TO DO
[a] In the borehole flowback text, copy the words from "These other curves" to "magnitudes." without any changes.
[b] According to the borehole flowback text, how is a magnitude value calculated in the example it gives?
[c] Can you go on with the borehole flowback text, starting after its last sentence?

DOCUMENT EXTRACT
━━━━━━

The processor receives measurements of the flowback parameter
during the time period and correlates each time period and its
respective measurement data set with a depth or depth interval. A
flowback curve 62 is generated for each depth interval. In this
way, a value or magnitude of a flowback parameter or parameters is
estimated for each depth interval. The flowback curve 62 at each
depth interval is compared to adjacent curves and or other curves.
These other curves may be derived from, for example, different runs
in the same or other depth sections of the same well, from offset
wells, and/or from modeling. For example, a magnitude value is
calculated as the amplitude of a peak in each curve. Other values
that can be calculated include an average or mean value or any
value derived from any suitable statistical analysis.
The magnitude value may be compared to a reference corresponding to
the magnitude value at one or more other depth intervals (one or
more reference values). For example, the magnitude value at a given
depth interval is compared to the magnitude value of one or more
adjacent depth intervals. In another example, the magnitude values
for a plurality of depth intervals are statistically analyzed or
otherwise analyzed to produce an average value of the
magnitudes.
A location or interval along the borehole is identified based on
the comparison as being a location or interval of interest, e.g.,
as a location or interval conducive for stimulation or production.
For example, the location or interval is identified as including
induced or natural fractures, or at least having a fracture network
that is larger than the fracture network of adjacent intervals.

━━━━━━

RECORD EXTRACTS
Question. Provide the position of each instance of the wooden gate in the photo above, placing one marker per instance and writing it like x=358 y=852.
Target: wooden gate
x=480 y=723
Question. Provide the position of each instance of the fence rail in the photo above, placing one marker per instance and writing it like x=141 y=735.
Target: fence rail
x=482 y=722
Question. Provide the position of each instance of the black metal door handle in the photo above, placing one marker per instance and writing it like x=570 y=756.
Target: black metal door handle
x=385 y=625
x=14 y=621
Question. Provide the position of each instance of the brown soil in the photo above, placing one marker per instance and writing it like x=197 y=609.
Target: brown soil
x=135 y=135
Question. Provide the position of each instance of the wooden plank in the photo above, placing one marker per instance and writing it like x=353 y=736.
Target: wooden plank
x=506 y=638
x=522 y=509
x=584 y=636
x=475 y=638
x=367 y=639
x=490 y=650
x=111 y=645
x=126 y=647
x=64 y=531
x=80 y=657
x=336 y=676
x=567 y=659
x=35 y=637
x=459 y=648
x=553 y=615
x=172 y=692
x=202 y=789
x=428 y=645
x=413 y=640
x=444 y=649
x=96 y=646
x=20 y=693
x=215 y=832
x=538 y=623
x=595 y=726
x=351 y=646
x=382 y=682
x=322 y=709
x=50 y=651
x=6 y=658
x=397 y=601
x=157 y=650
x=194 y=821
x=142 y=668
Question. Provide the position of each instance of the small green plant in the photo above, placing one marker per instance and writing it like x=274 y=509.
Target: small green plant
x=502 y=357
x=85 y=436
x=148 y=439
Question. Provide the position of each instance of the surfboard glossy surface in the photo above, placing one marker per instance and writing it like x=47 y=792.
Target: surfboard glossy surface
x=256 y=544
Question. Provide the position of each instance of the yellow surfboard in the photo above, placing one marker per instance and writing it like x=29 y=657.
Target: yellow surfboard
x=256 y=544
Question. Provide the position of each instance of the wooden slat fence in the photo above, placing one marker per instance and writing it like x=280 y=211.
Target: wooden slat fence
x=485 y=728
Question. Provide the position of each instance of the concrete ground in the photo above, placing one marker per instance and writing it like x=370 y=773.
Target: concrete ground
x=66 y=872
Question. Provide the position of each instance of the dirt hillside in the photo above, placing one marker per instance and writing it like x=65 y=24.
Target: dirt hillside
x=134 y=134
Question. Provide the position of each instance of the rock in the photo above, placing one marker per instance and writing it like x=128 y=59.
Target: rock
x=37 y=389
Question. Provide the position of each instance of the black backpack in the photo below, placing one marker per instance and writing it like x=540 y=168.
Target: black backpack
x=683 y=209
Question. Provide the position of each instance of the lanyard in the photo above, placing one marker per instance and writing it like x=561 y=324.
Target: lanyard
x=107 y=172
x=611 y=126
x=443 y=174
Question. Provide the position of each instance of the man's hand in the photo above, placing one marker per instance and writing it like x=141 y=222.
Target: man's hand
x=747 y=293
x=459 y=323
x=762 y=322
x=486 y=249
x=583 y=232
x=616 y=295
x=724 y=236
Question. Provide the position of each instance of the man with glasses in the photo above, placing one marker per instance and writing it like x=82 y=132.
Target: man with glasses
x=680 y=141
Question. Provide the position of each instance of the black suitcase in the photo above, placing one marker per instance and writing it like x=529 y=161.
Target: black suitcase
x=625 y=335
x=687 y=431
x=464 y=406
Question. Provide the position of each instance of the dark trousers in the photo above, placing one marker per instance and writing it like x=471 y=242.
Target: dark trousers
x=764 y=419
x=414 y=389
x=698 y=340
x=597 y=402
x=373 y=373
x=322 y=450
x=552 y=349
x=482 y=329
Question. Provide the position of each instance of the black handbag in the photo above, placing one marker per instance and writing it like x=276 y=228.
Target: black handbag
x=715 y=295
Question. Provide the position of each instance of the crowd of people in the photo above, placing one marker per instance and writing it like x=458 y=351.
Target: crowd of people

━━━━━━

RESPONSES IN ORDER
[a]
These other curves may be derived from, for example, different runs
in the same or other depth sections of the same well, from offset
wells, and/or from modeling. For example, a magnitude value is
calculated as the amplitude of a peak in each curve. Other values
that can be calculated include an average or mean value or any
value derived from any suitable statistical analysis.
The magnitude value may be compared to a reference corresponding to
the magnitude value at one or more other depth intervals (one or
more reference values). For example, the magnitude value at a given
depth interval is compared to the magnitude value of one or more
adjacent depth intervals. In another example, the magnitude values
for a plurality of depth intervals are statistically analyzed or
otherwise analyzed to produce an average value of the
magnitudes.

[b] As the amplitude of a peak in each curve.

[c]
Such a location of interest can be identified as being conducive to
production or stimulation.
In this example, an interval or section 64 of the borehole is
identified as having favorable fracture properties and is
identified as a candidate for subsequent stimulation and/or
production. The identified interval 64 may be a single interval or
encompass multiple intervals as shown in FIG. 5. In this example,
the identified interval is associated with a difference between the
flowback parameter in the identified interval and adjacent
intervals that meets or exceeds a selected threshold.
Flowback evaluation may be based solely on one type of analysis,
such as flowback fingerprinting using a single flowback parameter
(e.g., volume or flow rate) or multiple parameters. Flowback
measurements may be performed for a given location or interval by
comparison with a single adjacent interval or multiple adjacent
intervals (e.g., the adjacent intervals above and below an interval
or group of intervals).
The flowback measurements may be analyzed to generate a composite
parameter that includes flowback measurements and measurements of
other properties and/or flowback measurements taken at other times
and/or locations. For example, the flowback measurements are
combined with formation evaluation data, such as readings of
resistivity, density, porosity, or images thereof. In another
example, the flowback measurements are combined with drilling
parameter data, such as WOB and ROP.
In one embodiment, flowback parameters (and optionally additional
types of measurement data) are analyzed to generate a composite
parameter value or curve. An example of a composite curve 66 is
shown in FIG. 6. The composite curve can be generated by a number
of flowback parameters, such as a combination or weighted
combination of flowback volume, flowback flow rate, changes in
flowback volume/flow rate. The flowback parameters can also be
combined with various formation evaluation or other measurements,
such as resistivity, porosity, fluid composition and others.
In the example of FIG. 6, the composite curve represents values of
a ballooning ratio at various depths. The ballooning ratio is a
ratio of the amplitude or magnitude of a flowback parameter (or
composite value) to a reference value. The reference value may be a
pre-selected value (e.g., an expected flowback volume or flow rate)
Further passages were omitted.